TASKS AND EXERCISES:
• 1. According to the filesystem types section, how many free disk block addresses did the superblock of standard System V filesystems hold?
• 2. Please repeat the filesystem types section word for word, from "Before any disk" to "in this chapter).".

SOURCE EXTRACT:
10.1 Filesystem Types

Before any disk partition can be used, a filesystem must be built on it. When a filesystem is made, certain data structures are written to disk that will be used to access and organize the physical disk space into files (see Section 10.3, later in this chapter).

Table 10-1 lists the most importantfilesystem types available on the various systems we are considering.

Table 10-1. Important filesystem types
Use	AIX	FreeBSD	HP-UX	Linux	Solaris	Tru64
Default local	jfs or jfs2	ufs	vxfs^[1]	ext3, reiserfs	ufs	ufs or advfs
NFS	nfs	nfs	nfs	nfs	nfs	nfs
CD-ROM	cdrfs	cd9660	cdfs	iso9660	hsfs	cdfs
Swap	not needed	swap	swap, swapfs	swap	swap	not needed
DOS	not supported	msdos	not supported	msdos	pcfs	pcfs
/proc	procfs	procfs	not supported	procfs	procfs	procfs
RAM-based	not supported	mfs^[2]	not supported	ramfs, tmpfs	tmpfs	mfs
Other		union	hfs	ext2	cachefs

^[1] HP-UX defines the default filesystem type in /etc/default/fs's LOCAL variable.

^[2] This feature is deprecated and will be replaced by the md facility in Version 5.

10.1.1 About Unix Filesystems: Moments from History

In the beginning was the System V filesystem. Well, not really, but that's where we'll start. This filesystem type once dominated System V-based operating systems.^[3]

^[3] The filesystem that came to be known as the System V filesystem (s5fs) actually predates System V.

The superblock of standard System V filesystems contained information about currently available free space in the filesystem in addition to information about how the space in the filesystem is allocated. It held the number of free inodes and data blocks, the first 50 free inode numbers, and the addresses of the first 100 free disk blocks. After the superblock came the inodes, followed by the data blocks.

RECORD LIST:

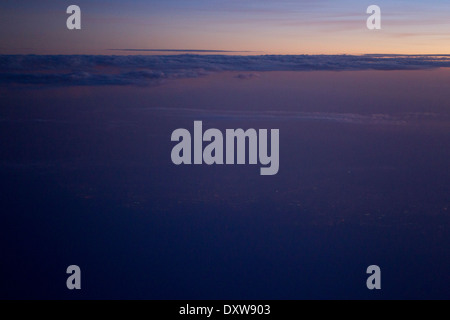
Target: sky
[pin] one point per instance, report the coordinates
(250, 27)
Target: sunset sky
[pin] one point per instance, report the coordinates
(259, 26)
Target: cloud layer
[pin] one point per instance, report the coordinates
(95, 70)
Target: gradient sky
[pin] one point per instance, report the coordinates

...

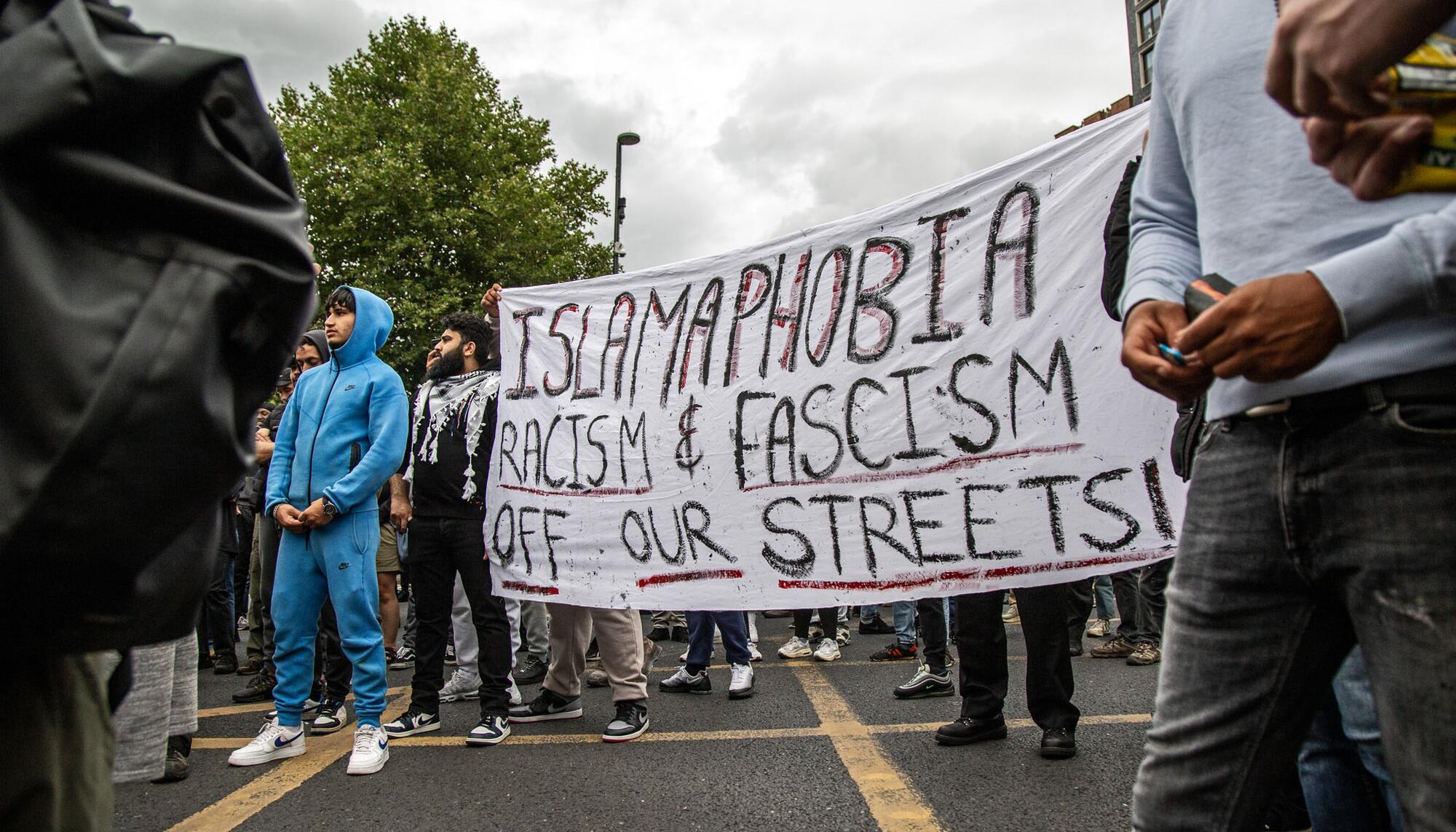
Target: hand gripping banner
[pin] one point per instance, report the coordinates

EXERCISE ANSWERS:
• 1. The addresses of the first 100 free disk blocks.

• 2.
Before any disk partition can be used, a filesystem must be built on it. When a filesystem is made, certain data structures are written to disk that will be used to access and organize the physical disk space into files (see Section 10.3, later in this chapter).